EXERCISE DETAILS »
Please return every line from the entries that has the string "dirt" in it.

═══ RECORDS TO PROCESS ═══

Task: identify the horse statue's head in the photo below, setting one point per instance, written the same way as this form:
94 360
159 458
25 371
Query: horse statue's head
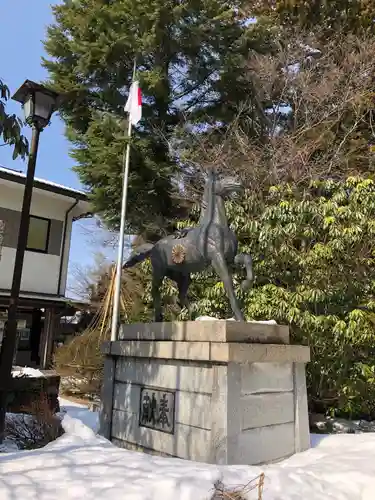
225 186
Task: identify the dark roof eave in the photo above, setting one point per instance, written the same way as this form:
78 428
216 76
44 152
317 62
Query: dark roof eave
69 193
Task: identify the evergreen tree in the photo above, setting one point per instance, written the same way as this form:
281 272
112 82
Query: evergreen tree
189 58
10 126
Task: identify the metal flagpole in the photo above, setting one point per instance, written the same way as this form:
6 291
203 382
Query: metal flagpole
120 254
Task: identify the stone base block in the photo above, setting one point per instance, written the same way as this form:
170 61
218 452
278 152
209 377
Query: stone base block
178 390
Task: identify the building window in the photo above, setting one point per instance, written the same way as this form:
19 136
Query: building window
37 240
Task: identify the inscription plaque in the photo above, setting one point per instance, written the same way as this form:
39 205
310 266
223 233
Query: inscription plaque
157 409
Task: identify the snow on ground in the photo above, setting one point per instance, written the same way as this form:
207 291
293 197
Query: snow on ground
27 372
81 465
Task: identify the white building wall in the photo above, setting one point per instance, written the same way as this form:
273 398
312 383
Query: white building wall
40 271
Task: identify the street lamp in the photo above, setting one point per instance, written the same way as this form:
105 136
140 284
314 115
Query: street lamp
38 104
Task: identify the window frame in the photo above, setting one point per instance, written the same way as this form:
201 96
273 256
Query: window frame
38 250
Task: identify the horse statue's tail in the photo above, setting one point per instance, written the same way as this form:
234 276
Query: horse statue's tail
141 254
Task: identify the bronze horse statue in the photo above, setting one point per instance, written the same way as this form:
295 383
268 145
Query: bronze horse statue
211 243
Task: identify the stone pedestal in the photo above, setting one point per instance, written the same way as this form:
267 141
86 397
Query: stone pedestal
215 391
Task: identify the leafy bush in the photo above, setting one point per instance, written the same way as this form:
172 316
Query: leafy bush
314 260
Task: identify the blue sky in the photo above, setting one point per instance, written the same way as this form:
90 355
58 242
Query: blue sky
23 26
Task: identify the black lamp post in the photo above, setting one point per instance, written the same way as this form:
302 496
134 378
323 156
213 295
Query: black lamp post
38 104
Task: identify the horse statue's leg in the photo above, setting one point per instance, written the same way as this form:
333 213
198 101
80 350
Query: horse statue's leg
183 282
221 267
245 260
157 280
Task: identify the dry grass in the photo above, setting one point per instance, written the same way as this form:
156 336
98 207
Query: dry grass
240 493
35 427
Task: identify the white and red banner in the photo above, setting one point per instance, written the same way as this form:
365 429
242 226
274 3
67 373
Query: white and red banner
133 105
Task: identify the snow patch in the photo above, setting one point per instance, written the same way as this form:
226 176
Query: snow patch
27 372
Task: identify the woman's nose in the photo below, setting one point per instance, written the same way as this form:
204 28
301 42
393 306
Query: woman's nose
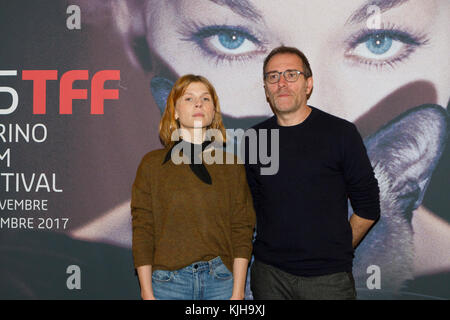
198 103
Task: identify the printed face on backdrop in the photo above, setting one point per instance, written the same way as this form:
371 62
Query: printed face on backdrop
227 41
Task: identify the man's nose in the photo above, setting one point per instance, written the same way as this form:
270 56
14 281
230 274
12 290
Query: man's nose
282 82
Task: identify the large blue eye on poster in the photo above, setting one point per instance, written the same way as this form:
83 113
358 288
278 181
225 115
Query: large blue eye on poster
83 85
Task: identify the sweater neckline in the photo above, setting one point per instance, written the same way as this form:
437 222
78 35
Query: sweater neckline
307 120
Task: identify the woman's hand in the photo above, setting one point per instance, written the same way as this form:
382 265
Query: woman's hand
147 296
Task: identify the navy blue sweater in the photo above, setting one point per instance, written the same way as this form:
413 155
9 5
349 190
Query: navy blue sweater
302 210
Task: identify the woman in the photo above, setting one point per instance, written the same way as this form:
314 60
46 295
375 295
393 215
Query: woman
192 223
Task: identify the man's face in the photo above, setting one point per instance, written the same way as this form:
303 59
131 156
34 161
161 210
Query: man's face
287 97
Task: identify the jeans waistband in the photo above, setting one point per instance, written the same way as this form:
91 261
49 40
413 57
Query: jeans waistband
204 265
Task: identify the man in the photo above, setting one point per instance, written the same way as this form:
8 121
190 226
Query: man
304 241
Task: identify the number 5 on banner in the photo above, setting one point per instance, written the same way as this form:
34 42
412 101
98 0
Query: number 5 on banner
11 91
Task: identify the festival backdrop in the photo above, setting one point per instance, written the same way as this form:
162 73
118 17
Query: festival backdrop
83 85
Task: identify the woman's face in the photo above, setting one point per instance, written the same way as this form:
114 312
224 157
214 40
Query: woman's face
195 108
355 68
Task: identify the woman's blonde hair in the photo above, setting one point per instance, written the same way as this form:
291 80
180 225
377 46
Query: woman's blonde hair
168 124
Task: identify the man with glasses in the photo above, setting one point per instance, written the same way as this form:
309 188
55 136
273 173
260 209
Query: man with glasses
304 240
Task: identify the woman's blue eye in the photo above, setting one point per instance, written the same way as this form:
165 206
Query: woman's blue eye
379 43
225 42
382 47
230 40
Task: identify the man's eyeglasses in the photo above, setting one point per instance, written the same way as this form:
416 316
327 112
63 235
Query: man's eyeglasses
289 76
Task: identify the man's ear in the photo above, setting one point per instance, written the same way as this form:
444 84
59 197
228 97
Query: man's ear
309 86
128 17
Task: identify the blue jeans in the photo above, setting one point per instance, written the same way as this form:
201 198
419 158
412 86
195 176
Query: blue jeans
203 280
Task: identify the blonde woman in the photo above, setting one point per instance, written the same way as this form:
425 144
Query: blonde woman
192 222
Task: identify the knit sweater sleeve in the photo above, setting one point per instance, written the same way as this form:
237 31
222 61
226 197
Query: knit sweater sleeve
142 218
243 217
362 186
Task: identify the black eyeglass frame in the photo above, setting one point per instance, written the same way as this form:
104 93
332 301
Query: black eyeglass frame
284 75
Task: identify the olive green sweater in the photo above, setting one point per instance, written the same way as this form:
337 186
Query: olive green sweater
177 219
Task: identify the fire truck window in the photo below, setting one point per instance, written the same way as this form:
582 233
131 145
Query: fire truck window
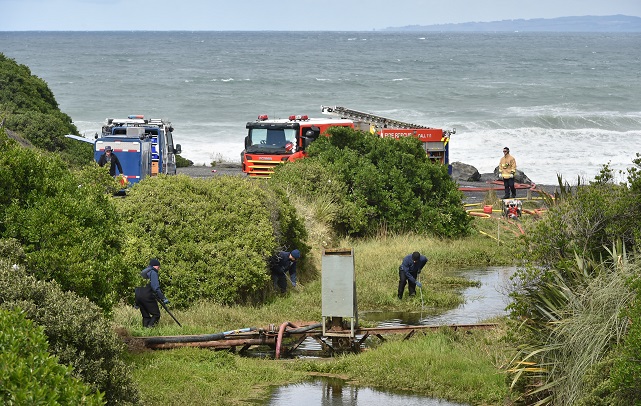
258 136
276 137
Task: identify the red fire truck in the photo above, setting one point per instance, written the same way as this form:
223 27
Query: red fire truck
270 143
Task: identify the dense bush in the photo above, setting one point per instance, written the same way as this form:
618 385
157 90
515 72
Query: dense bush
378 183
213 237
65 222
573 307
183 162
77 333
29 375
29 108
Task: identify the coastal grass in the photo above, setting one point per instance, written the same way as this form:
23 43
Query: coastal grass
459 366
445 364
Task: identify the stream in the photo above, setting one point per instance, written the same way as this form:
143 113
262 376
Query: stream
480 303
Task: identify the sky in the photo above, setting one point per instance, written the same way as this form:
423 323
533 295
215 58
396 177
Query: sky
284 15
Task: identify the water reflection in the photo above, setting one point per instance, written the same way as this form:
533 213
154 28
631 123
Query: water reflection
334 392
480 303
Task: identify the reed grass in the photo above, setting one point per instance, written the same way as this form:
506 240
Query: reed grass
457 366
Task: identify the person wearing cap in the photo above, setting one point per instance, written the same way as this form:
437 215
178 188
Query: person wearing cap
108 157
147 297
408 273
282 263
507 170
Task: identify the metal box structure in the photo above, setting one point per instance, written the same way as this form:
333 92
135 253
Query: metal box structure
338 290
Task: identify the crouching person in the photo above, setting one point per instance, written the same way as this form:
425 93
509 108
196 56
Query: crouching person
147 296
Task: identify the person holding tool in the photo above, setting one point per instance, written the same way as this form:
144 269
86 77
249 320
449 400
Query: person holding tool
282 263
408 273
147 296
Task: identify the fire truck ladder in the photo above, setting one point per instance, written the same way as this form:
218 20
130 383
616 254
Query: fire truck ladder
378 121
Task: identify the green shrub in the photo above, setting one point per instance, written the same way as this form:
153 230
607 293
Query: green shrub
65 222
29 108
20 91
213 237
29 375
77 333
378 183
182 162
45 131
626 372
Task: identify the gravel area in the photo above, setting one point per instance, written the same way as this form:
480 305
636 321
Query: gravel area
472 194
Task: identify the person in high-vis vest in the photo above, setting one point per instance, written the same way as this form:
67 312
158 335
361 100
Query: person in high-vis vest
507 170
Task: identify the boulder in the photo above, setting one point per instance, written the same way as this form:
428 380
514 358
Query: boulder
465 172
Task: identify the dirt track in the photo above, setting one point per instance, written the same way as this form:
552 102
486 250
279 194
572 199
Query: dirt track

═══

REPLY »
Task: identify the dirt track in the photo above, setting one point per instance, written the same way as this form:
Query: dirt track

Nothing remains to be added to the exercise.